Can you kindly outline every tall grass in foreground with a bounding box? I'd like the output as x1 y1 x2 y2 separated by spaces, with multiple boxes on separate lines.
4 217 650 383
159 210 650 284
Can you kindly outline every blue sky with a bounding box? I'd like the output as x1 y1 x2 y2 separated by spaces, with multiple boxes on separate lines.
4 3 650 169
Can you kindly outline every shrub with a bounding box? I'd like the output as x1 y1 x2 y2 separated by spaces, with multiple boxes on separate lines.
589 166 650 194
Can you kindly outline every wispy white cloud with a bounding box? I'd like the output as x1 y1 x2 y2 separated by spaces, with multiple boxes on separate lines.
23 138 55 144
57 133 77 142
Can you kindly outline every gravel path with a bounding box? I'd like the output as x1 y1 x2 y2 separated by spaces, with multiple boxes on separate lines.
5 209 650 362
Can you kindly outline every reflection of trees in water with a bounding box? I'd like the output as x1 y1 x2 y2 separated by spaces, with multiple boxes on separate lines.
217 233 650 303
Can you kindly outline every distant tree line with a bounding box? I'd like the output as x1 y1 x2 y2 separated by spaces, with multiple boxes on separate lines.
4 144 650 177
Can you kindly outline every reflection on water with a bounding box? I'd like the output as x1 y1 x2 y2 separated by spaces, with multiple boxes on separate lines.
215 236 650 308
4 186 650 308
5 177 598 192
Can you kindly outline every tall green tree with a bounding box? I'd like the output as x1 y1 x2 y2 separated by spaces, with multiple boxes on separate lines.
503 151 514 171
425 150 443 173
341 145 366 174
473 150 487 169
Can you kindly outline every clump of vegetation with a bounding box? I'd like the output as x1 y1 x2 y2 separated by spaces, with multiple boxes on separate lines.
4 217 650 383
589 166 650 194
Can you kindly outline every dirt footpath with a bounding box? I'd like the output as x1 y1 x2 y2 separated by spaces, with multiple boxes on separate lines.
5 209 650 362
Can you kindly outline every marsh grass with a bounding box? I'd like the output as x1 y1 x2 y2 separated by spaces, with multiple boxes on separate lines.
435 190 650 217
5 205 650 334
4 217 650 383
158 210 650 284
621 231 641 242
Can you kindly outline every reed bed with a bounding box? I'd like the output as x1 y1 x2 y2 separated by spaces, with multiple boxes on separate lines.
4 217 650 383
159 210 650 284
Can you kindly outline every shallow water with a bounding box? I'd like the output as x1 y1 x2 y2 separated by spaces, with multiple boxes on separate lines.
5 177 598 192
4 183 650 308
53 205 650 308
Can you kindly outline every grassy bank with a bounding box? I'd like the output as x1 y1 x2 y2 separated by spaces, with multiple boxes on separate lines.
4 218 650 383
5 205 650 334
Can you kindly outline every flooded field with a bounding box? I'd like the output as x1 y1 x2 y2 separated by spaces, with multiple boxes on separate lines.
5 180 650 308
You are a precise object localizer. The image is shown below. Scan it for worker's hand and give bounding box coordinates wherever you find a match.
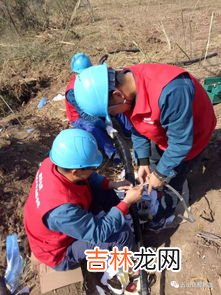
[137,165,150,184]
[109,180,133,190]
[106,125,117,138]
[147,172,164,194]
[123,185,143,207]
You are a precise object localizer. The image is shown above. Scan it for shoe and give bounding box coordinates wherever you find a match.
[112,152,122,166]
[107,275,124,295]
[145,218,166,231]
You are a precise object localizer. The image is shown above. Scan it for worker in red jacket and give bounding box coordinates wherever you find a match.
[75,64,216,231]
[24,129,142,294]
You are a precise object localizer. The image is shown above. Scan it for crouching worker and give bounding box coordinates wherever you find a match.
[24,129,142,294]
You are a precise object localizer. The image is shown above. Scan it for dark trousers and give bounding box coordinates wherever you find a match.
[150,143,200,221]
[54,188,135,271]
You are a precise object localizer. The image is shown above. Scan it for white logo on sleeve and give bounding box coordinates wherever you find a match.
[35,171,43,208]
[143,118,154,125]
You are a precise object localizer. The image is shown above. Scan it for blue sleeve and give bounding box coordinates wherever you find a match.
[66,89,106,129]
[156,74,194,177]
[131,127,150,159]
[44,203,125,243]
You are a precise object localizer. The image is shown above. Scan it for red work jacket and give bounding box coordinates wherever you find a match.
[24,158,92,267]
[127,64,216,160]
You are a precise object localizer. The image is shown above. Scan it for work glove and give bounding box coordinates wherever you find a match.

· · · ·

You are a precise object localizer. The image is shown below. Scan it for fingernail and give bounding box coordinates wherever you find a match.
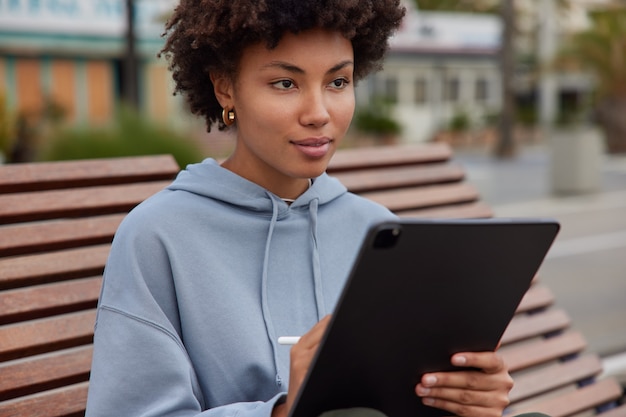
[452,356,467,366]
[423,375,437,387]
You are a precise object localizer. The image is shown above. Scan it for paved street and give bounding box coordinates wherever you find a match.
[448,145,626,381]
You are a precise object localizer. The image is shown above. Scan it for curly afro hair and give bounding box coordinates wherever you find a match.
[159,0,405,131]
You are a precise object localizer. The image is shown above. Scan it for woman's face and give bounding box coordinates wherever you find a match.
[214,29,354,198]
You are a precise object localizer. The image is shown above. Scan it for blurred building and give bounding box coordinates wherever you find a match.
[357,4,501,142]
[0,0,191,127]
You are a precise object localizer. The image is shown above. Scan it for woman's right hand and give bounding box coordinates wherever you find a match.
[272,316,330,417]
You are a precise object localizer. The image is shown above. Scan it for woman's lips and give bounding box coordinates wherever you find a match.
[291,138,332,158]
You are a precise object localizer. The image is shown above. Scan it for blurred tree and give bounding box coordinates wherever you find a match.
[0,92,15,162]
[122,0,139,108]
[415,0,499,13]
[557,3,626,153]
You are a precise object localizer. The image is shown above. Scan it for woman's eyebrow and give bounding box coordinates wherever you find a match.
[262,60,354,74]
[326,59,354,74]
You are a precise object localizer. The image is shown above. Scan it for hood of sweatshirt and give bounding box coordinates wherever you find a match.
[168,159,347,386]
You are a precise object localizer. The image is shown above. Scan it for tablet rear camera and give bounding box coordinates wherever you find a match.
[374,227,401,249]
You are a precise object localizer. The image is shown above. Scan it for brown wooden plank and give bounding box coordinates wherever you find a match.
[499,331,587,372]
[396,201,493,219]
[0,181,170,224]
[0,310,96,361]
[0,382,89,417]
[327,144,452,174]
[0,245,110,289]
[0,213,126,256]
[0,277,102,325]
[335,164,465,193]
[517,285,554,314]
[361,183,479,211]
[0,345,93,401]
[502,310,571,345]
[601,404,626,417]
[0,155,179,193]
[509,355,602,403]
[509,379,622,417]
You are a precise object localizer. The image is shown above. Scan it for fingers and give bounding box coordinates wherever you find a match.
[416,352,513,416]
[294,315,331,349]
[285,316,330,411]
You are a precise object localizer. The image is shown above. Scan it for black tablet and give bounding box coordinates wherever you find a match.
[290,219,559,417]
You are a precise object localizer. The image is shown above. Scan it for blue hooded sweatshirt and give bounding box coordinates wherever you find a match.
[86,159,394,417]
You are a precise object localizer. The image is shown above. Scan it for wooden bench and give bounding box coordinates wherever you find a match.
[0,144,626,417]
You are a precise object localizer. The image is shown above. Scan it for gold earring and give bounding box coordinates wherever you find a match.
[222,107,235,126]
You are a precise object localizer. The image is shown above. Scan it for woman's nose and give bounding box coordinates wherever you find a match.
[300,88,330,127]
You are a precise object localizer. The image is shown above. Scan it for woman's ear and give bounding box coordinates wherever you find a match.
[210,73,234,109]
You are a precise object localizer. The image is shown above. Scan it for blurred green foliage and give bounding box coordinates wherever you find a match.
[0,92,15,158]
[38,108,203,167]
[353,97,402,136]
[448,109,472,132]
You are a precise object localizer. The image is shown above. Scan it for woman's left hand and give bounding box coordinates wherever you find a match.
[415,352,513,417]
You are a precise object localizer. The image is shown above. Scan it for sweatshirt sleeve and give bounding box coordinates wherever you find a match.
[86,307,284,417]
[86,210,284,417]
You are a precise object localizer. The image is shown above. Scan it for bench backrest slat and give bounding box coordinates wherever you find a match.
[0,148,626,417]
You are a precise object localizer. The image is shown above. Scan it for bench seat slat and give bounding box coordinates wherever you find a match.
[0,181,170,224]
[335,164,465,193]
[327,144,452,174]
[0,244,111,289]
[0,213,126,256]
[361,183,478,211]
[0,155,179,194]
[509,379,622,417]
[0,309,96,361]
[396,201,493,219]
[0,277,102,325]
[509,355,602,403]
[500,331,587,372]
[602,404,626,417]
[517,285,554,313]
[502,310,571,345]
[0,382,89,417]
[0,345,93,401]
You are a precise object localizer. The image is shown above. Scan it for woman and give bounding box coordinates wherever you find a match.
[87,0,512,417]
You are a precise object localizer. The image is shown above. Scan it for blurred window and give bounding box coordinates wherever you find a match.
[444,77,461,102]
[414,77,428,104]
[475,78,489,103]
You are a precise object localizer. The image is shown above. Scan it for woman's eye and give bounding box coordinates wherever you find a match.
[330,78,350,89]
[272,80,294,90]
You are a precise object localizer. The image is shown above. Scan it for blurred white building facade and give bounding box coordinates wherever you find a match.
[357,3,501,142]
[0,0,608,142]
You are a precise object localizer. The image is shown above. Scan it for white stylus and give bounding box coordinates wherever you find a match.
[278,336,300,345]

· · · ·

• WHAT IS ASKED: Render the items above as a Markdown table with the columns "Row" and "Text". Begin at the line that contains "it for curly", stop after the line that contains "[557,3,626,153]", number each row, and leave out blank lines.

• EXERCISE OUTPUT:
| Row | Text |
|---|---|
| 1 | You are a precise object localizer. The image is shown above. Scan it for curly afro hair and give bounding box coordinates wherever you find a match. |
| 2 | [159,0,405,131] |
| 3 | You are a precise object localizer. The image is shown above. Scan it for woman's face and give bounding box coordinates wherever you find a match. |
| 4 | [214,29,354,198] |
| 5 | You are a precise object localizer. The image is shown above. Scan it for blurred building and give bounding box coordinates wherever you find a match. |
| 6 | [357,4,501,142] |
| 7 | [0,0,191,127] |
| 8 | You are a precise object localizer. The image is shown above. Scan it for woman's right hand and give bounding box coordinates wherever you find a match. |
| 9 | [272,316,330,417] |
| 10 | You are a precise object localizer. The image is shown above. Scan it for woman's lips and give bounding box coordinates wherever you find a match. |
| 11 | [291,138,332,158] |
| 12 | You are a precise object localizer. The image is shown above. Scan it for blurred tree and give bounding box coordinates wherever you find a match. |
| 13 | [0,92,15,162] |
| 14 | [122,0,139,108] |
| 15 | [415,0,499,13] |
| 16 | [557,3,626,153] |